• **Kutipan Terpilih**:
::::::::

Menanggapi kejadian tersebut, Pengamat kebijakan publik dari dari Universitas Trisakti, Trubus Rahadiansyah, menyebut saat ini terjadi ‘komersialisasi’ tes virus corona yang dilakukan rumah sakit swasta akibat dari lemahnya peran pemerintah dalam mengatur dan mengawasi uji tes ini.
“Banyak RS saat ini yang memanfaatkan seperti aji mumpung dengan memberikan tarif yang mahal dan mencari keuntungan sebesar-besarnya. Itu akibat dari tidak ada aturan dan kontrol dari pemerintah,” kata Trubus dalam wawancara dengan bbcindonesia.com.
Senada dengan pernyataan di atas, Asosiasi Rumah Sakit Swasta menjelaskan bahwa adanya biaya tes virus corona karena pihak RS harus membeli alat uji dan reagent sendiri, dan juga membayar tenaga kesehatan yang terlibat dalam uji tersebut.
Peristiwa meninggalnya bayi dalam kandungan pada kasus di atas membawa goresan luka yang dalam terkait buruknya pelayanan kesehatan. Situasi pandemi yang seharusnya menjadi perhatian utama pemerintah dalam memaksimalkan pelayanannya, nyatanya kembali dipergunakan sebagai ajang mencari keuntungan. Hal ini tampak dari pernyataan ketua Asosiasi Rumah Sakit Swasta Indonesia (ARSSI) yang membantah bahwa rumah sakit swasta melakukan “aji untung” dalam biaya tes rapid dan swab.

::::::::

[Data yang diekstrak dari sebuah koleksi]
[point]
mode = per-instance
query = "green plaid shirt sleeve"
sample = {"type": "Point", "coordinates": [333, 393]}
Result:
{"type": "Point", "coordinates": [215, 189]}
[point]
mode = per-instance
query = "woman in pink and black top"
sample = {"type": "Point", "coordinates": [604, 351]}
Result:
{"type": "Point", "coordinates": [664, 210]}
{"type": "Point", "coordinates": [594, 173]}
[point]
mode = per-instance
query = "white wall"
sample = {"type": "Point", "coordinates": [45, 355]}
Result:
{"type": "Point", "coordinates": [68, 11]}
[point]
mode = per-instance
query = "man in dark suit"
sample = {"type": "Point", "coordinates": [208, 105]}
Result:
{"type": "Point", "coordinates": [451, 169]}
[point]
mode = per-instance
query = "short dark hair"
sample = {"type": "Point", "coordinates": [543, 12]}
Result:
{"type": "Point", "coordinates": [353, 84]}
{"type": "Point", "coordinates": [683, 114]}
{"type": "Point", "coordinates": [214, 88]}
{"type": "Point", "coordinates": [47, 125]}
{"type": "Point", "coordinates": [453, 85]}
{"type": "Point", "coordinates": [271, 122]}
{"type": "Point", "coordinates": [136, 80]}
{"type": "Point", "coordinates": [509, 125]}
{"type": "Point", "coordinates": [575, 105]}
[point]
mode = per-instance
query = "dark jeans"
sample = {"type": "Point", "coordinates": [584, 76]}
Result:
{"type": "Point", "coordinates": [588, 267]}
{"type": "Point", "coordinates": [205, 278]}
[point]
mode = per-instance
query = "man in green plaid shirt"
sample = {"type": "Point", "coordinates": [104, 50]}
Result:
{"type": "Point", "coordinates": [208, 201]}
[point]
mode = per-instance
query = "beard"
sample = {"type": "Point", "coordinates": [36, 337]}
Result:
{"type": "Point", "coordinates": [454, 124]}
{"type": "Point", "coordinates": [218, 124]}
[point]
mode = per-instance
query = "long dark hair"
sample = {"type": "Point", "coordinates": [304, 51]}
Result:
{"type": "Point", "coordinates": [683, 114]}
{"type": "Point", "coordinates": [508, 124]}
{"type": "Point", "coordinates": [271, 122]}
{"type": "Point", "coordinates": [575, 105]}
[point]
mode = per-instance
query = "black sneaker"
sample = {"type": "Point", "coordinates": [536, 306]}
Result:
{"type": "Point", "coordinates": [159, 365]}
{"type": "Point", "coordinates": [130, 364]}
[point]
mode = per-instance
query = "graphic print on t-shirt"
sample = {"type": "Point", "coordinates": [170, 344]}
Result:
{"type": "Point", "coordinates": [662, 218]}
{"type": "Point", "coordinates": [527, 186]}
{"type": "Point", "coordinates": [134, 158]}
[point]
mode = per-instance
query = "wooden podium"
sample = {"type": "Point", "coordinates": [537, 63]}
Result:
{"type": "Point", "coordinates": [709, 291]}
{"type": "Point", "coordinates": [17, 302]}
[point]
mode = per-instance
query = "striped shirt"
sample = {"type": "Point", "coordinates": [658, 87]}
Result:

::::::::

• **Tugas Anda**:
1. Sebutkan semua hal yang harus dibeli atau dibayar sendiri oleh pihak rumah sakit menurut Asosiasi Rumah Sakit Swasta dalam teks tentang biaya tes virus corona.
2. Ganti "pandemi" dengan "wabah" pada bagian teks tentang biaya tes virus corona dari "Peristiwa meninggalnya bayi" hingga "rapid dan swab.", lalu tuliskan kembali bagian itu.

• **Kunci Jawaban**:
1.
- alat uji
- reagent
- tenaga kesehatan yang terlibat dalam uji tersebut

2.
Peristiwa meninggalnya bayi dalam kandungan pada kasus di atas membawa goresan luka yang dalam terkait buruknya pelayanan kesehatan. Situasi wabah yang seharusnya menjadi perhatian utama pemerintah dalam memaksimalkan pelayanannya, nyatanya kembali dipergunakan sebagai ajang mencari keuntungan. Hal ini tampak dari pernyataan ketua Asosiasi Rumah Sakit Swasta Indonesia (ARSSI) yang membantah bahwa rumah sakit swasta melakukan “aji untung” dalam biaya tes rapid dan swab.